### [Source text]
--- Begin ---

In this century, there were in North America speakers of Dutch, French, Native American, Spanish and Swedish languages.
In 1763, Britain acquired the French colony of New France and the Spanish colony of Florida.
Phonology
Compared to British English, American English is conservative in its phonology. It is often claimed that certain rural areas in North America speak "Elizabethan English," but in fact the standard American English of the upper Midwest has a sound profile much closer to seventeenth century English than the current speech of England has. The conservatism of American English is largely the result of the fact that it represents a mixture of various dialects from the British Isles. Dialect in North America is most distinctive on the east coast of the continent; this is largely because these areas were in contact with England, and imitated prestige varieties of British English at a time when those varieties were undergoing changes. The country was settled in the interior by people who were no longer closely connected to England and did not travel there often by sea, and as such the inland speech is much more homogeneous than the East Coast speech, and did not participate in changes imitated from England.
Most North American speech is rhotic, as English was everywhere in the seventeenth century. In most varieties of North American English, the sound of the letter "R" is a retroflex semivowel rather than a trill or a tap. This was a sound change that took place in England in the eighteenth century, and in which most current North American varieties did not participate. The loss of syllable-final /r/ in North America is confined mostly to parts of New England, New York, New York, and the southern coast of the United States. In England, lost /r/ was often changed into /ə/ (schwa, SAMPA /@/), giving rise to a new class of falling diphthongs. This does not happen in the non-rhotic varieties of North American speech.
Other British English changes which most North American dialects do not participate include:
- /æ/ (/{/) -> /a/ before /f, s, T, D, z, v/ alone or preceded by /n/: bath -> bawth &c. (only in parts of New England) This is the British broad A.
- intervocalic /t/ -> glottal stop; /bo`@l/ for bottle (does not appear in North America)
- loss of /o:/, replaced by /@u/; cf. southern English v. North American pronunciation of boat.

--- End ---

### [Provided data]
--- Begin ---

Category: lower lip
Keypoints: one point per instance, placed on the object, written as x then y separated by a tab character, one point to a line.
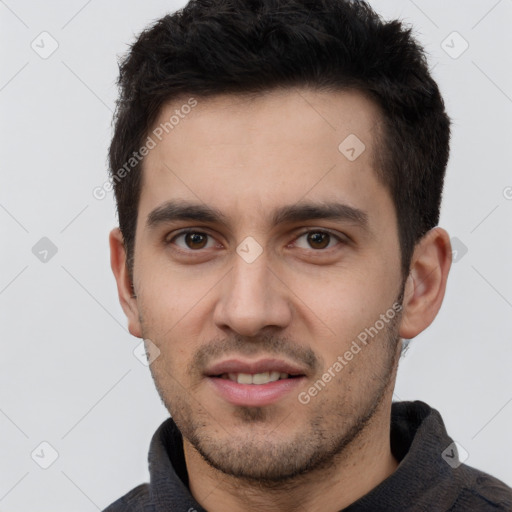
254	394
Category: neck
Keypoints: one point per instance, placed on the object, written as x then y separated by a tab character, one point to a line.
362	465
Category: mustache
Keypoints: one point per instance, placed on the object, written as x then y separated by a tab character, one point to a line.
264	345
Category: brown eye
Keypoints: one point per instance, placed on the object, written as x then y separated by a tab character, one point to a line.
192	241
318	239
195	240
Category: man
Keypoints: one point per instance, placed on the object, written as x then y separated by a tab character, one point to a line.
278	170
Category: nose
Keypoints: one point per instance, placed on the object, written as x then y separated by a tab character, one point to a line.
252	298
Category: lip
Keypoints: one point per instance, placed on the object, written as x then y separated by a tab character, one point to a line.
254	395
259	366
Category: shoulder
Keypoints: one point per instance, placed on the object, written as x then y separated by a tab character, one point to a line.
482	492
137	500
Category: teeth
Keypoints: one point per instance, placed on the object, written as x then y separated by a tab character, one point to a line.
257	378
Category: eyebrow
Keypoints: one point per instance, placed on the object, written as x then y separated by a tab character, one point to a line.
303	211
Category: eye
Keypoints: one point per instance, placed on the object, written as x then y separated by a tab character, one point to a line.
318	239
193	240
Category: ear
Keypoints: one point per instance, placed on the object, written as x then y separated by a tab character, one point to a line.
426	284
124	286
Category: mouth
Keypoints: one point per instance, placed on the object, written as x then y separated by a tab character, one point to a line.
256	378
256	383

--- End ---
--- Begin ---

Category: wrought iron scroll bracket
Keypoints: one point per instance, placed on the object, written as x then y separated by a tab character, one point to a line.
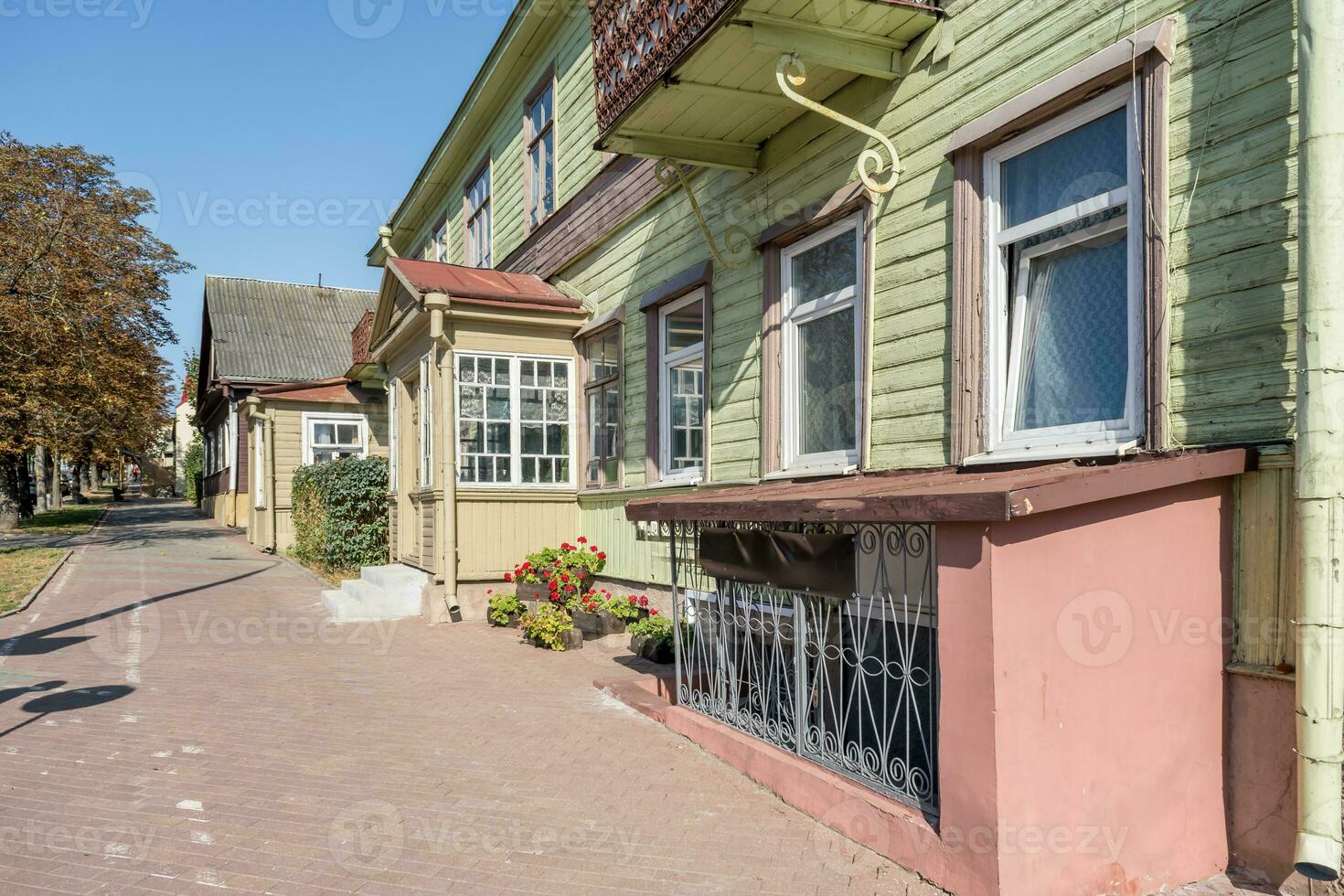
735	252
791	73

--- End ---

### [Given problem]
Answer these questions from the passage on American English:
(a) Which two colonies did Britain acquire in 1763?
(b) Where is dialect in North America most distinctive?
(c) In most varieties of North American English, what kind of sound is the letter "R"?
The lines come from a different source than the passage.

### [Response below]
(a) The French colony of New France and the Spanish colony of Florida.
(b) On the east coast of the continent.
(c) A retroflex semivowel.